== Source

Date: Thu, 28 Jun 2001 22:18 +0

Subject: Re: questions about Graham's matrices

From: graham@m...

monz wrote:

> > All the temperaments I'm currently considering use a period that's an
> > equal division of the octave.  So you never need the generator to get 
> > the
> > octave, and that parameter's always zero.
> 
> OK, I think I understand that now.  A counter-illustration
> using a period that's an unequal division, which would "need the
> generator to get the octave", would help.

As you never need it, it's difficult to find a counter-example...

My schismic fourth keyboard mapping would be an example, where the period 
is a fourth.  So the octave would be two periods plus a generator I think. 
 But I've never worked that out with matrices.


> > The octave is divided into 41 *unequal* parts.  There are no equal
> > divisions of the octave.

====
== Information provided

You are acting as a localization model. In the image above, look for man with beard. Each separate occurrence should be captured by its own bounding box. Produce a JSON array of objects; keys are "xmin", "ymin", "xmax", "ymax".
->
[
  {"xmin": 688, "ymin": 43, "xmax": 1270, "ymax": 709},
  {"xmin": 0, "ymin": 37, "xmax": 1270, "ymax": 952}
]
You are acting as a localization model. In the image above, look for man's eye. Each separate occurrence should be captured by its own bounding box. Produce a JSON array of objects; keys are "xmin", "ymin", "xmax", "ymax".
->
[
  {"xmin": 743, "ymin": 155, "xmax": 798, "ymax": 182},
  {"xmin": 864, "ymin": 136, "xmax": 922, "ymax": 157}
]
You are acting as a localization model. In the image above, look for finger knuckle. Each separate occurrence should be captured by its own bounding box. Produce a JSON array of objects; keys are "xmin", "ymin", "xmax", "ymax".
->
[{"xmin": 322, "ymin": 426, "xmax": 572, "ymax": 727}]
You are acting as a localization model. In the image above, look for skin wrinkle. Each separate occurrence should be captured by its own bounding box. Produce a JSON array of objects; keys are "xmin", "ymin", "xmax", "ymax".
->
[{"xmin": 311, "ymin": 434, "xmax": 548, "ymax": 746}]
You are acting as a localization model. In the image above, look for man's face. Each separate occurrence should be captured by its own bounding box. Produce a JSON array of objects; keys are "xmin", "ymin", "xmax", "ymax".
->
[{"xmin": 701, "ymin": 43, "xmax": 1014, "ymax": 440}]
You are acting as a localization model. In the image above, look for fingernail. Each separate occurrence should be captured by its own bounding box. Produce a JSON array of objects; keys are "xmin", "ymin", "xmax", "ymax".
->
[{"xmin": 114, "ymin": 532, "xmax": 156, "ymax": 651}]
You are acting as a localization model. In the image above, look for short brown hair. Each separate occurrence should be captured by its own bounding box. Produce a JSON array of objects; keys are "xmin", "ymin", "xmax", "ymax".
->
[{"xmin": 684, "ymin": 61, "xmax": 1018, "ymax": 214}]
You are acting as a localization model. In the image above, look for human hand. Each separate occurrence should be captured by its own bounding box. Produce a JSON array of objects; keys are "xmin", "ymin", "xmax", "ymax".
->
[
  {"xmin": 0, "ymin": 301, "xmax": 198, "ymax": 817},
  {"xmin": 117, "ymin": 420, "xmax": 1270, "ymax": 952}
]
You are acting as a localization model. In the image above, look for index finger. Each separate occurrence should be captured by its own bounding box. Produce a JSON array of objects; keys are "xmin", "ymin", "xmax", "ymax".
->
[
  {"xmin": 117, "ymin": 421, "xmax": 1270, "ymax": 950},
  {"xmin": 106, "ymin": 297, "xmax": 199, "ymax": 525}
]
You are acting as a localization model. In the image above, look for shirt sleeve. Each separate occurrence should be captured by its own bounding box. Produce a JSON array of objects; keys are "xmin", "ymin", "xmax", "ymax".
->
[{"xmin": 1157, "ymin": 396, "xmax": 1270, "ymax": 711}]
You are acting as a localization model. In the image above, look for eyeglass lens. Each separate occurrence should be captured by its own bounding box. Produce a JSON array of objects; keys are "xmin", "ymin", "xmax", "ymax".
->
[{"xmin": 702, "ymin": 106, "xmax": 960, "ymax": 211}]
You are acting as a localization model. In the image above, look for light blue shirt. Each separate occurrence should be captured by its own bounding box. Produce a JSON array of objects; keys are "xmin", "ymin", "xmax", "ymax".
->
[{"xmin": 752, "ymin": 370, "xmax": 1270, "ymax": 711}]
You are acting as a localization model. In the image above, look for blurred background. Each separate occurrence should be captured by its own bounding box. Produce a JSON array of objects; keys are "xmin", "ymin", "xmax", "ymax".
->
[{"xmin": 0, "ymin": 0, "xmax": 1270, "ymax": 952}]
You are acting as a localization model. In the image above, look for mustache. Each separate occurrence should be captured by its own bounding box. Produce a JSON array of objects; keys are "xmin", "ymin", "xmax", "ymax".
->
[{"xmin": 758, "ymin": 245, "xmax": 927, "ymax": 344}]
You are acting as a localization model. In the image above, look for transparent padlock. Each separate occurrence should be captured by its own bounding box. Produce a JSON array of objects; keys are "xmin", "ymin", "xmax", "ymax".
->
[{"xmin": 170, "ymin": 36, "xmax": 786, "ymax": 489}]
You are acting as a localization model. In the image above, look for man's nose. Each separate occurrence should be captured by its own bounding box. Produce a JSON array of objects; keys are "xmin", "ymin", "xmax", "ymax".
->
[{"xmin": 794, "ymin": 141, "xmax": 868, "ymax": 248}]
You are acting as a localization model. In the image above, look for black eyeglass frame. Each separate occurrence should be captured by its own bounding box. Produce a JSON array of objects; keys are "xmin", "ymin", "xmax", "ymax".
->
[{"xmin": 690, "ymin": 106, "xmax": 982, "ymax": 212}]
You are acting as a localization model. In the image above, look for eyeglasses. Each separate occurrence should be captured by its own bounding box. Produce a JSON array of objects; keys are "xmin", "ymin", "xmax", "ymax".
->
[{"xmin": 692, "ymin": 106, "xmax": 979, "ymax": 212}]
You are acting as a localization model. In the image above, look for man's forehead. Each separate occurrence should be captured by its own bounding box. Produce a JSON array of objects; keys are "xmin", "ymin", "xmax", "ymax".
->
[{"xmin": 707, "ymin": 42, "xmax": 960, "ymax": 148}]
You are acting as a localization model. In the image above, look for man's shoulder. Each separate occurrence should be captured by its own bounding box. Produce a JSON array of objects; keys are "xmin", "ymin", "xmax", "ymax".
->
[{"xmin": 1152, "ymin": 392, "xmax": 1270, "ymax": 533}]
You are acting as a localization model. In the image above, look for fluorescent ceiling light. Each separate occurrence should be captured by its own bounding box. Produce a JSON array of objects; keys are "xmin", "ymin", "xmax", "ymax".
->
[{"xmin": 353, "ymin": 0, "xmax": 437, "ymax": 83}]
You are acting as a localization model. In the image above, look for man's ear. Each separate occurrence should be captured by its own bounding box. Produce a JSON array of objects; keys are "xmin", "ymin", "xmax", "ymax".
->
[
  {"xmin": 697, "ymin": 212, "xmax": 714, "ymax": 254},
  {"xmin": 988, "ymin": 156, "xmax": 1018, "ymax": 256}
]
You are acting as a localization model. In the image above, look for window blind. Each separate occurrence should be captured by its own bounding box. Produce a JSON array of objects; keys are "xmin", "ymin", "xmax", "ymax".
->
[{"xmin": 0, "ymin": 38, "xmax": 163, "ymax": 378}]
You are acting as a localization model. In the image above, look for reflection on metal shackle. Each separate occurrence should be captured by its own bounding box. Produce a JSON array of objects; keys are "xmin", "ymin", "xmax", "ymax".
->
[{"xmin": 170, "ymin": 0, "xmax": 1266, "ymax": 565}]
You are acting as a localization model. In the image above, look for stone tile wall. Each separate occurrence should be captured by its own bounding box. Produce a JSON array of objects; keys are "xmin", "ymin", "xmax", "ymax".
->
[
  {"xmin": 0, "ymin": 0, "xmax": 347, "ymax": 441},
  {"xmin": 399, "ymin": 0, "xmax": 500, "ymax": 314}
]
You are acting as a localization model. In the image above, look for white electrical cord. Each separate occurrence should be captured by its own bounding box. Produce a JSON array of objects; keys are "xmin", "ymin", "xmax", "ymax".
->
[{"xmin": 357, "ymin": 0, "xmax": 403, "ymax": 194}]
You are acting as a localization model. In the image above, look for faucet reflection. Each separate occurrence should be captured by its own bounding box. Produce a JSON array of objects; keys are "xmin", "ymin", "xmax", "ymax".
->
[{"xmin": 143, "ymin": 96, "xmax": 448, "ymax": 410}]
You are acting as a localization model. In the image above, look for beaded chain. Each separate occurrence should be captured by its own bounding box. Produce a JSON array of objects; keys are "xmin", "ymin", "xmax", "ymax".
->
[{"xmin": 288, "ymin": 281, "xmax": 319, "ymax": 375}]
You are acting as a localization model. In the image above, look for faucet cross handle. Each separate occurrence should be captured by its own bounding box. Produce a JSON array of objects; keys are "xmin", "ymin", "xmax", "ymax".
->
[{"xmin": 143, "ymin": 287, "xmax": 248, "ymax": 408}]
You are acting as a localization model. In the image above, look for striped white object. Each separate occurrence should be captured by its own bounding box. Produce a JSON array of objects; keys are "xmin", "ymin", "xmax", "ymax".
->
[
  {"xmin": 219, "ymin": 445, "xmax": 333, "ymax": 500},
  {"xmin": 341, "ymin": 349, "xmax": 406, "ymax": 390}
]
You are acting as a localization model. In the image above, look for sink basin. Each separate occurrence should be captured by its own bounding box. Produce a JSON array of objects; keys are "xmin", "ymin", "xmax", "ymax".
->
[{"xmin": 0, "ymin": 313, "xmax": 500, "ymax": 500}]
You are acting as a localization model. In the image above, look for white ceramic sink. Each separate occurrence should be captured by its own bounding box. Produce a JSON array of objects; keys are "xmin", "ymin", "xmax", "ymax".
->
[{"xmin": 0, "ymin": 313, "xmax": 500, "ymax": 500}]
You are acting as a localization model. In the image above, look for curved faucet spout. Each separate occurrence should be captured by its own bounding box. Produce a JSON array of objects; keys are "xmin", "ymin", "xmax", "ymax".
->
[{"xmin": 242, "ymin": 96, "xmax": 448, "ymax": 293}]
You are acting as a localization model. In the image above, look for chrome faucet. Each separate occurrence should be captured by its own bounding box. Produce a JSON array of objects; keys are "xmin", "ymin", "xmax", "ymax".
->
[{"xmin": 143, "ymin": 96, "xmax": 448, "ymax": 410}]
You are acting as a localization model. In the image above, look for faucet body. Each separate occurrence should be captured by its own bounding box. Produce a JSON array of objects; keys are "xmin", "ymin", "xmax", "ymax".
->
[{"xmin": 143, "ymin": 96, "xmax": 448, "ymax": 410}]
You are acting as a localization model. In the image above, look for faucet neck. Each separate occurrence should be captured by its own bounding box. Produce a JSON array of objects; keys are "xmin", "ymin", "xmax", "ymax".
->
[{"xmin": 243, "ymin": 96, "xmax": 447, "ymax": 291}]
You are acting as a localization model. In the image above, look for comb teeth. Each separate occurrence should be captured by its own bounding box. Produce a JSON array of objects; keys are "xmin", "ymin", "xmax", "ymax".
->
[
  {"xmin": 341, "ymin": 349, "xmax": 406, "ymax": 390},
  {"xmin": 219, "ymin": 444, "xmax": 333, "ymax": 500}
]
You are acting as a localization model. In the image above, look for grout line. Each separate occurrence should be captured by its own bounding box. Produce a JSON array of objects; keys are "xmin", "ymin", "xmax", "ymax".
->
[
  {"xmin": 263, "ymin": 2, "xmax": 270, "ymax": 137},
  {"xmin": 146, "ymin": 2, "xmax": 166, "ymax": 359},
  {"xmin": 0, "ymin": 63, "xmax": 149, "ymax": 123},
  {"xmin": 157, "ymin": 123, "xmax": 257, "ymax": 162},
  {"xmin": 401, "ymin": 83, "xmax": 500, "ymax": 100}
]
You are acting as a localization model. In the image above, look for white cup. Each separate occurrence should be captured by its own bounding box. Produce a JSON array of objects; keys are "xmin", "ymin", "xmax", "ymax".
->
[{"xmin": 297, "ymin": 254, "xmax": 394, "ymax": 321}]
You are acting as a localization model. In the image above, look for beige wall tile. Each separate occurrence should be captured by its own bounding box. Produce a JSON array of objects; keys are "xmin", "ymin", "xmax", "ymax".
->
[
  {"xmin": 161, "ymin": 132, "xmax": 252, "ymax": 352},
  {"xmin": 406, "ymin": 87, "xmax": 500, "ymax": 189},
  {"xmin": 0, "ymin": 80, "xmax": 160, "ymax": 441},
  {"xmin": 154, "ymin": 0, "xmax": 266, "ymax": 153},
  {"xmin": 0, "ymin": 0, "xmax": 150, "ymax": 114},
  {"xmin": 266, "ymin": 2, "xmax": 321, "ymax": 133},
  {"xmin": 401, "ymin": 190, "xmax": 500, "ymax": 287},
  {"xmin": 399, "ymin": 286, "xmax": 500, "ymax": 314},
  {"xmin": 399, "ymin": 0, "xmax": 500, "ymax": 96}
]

====
== Information provided

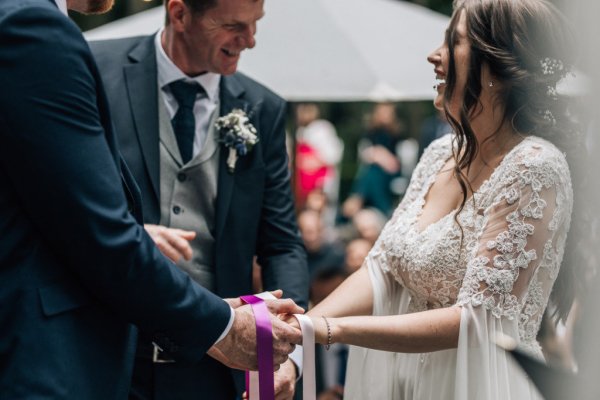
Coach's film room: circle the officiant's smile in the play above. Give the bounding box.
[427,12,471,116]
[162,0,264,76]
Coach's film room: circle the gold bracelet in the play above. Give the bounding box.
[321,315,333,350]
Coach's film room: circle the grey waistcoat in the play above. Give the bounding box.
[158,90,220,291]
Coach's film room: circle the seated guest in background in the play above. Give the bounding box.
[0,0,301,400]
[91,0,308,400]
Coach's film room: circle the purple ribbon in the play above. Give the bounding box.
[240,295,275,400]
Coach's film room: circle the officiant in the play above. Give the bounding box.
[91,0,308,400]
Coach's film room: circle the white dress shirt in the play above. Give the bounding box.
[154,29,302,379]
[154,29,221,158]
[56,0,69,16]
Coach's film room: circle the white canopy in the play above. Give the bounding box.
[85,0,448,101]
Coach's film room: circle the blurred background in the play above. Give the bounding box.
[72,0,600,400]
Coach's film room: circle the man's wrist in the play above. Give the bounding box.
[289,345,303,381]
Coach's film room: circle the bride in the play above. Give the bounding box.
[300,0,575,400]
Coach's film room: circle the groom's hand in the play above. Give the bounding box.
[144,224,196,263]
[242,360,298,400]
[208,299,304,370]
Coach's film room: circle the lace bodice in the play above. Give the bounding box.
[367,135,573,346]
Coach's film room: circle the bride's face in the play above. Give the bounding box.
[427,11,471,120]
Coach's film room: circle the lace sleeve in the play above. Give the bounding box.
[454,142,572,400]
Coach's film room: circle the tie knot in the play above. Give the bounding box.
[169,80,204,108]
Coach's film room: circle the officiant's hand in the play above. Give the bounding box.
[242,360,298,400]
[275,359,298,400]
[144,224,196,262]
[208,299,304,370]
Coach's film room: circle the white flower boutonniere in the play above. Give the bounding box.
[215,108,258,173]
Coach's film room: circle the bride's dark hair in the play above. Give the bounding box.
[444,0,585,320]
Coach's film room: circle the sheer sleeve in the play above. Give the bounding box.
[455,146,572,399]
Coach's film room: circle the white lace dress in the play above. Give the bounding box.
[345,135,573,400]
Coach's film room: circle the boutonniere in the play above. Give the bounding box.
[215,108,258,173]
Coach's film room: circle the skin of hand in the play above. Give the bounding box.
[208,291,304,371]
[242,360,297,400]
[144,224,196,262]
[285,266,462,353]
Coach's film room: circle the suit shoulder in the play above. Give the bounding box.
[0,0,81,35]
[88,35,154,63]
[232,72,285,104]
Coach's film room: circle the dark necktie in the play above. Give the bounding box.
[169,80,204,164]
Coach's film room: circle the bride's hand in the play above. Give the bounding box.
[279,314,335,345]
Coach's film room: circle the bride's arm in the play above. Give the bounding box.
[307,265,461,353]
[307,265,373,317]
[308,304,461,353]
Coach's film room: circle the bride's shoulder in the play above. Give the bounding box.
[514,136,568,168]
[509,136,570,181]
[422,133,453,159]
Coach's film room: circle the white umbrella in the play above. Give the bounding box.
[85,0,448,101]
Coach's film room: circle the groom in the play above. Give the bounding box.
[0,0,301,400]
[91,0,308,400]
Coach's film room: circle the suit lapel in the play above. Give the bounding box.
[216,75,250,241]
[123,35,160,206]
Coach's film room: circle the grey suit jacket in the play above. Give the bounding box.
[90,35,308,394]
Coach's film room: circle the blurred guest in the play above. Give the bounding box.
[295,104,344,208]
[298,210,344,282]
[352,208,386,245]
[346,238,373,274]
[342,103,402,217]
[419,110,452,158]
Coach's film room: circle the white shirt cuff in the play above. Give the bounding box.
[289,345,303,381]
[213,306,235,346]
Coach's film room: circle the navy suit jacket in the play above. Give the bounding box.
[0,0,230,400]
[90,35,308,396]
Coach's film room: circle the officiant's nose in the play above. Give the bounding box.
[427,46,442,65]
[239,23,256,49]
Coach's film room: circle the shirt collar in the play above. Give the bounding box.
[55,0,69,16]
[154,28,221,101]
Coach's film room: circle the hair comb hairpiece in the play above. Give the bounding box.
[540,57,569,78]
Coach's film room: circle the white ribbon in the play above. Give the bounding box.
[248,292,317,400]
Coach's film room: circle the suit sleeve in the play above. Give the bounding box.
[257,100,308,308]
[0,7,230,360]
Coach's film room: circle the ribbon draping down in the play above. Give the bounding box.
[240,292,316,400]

====
== Information provided

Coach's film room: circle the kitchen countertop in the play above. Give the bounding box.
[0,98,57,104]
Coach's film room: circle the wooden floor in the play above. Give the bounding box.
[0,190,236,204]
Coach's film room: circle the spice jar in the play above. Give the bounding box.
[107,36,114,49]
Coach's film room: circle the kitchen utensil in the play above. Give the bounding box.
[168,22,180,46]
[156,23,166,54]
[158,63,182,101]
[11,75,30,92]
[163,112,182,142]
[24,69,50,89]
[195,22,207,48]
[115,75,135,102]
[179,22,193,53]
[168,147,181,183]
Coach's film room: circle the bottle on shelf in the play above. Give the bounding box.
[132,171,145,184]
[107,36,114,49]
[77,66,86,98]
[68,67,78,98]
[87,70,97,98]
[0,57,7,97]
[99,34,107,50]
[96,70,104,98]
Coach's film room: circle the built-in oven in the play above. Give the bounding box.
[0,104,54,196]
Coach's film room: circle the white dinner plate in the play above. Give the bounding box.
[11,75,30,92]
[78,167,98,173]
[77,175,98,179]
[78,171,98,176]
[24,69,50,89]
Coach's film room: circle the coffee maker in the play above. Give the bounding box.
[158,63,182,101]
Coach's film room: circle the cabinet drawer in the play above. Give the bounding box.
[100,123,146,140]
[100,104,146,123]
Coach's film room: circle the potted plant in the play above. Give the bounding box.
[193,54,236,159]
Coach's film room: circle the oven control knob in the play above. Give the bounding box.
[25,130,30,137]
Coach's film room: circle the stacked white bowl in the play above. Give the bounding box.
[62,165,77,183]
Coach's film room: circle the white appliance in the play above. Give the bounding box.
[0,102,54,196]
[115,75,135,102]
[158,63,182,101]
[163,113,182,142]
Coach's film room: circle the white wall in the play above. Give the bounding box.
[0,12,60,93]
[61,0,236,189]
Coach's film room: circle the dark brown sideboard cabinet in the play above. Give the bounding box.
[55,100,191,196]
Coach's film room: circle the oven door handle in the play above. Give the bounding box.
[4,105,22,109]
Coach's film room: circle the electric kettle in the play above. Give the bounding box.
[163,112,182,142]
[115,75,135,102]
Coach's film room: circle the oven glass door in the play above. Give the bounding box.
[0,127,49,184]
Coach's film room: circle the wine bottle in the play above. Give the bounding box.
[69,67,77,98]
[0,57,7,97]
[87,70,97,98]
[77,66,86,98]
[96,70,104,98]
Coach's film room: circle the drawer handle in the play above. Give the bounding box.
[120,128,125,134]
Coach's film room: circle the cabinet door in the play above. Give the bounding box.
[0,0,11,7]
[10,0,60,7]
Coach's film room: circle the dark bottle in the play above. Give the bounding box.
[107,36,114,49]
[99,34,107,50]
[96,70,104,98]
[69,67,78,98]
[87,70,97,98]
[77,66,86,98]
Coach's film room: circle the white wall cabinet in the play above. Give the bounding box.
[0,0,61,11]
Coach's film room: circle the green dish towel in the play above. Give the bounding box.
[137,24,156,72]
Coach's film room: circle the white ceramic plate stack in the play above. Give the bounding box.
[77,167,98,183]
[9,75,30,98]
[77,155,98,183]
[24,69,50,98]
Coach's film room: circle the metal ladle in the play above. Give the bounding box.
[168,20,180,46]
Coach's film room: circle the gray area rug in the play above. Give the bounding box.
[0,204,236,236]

====

§ Problem: Write out, word for word, everything in the forum post about Graham's matrices from "From: graham@m..." down to "parameter's always zero.".

§ Reply to the task:
From: graham@m...

monz wrote:

> > All the temperaments I'm currently considering use a period that's an
> > equal division of the octave.  So you never need the generator to get 
> > the
> > octave, and that parameter's always zero.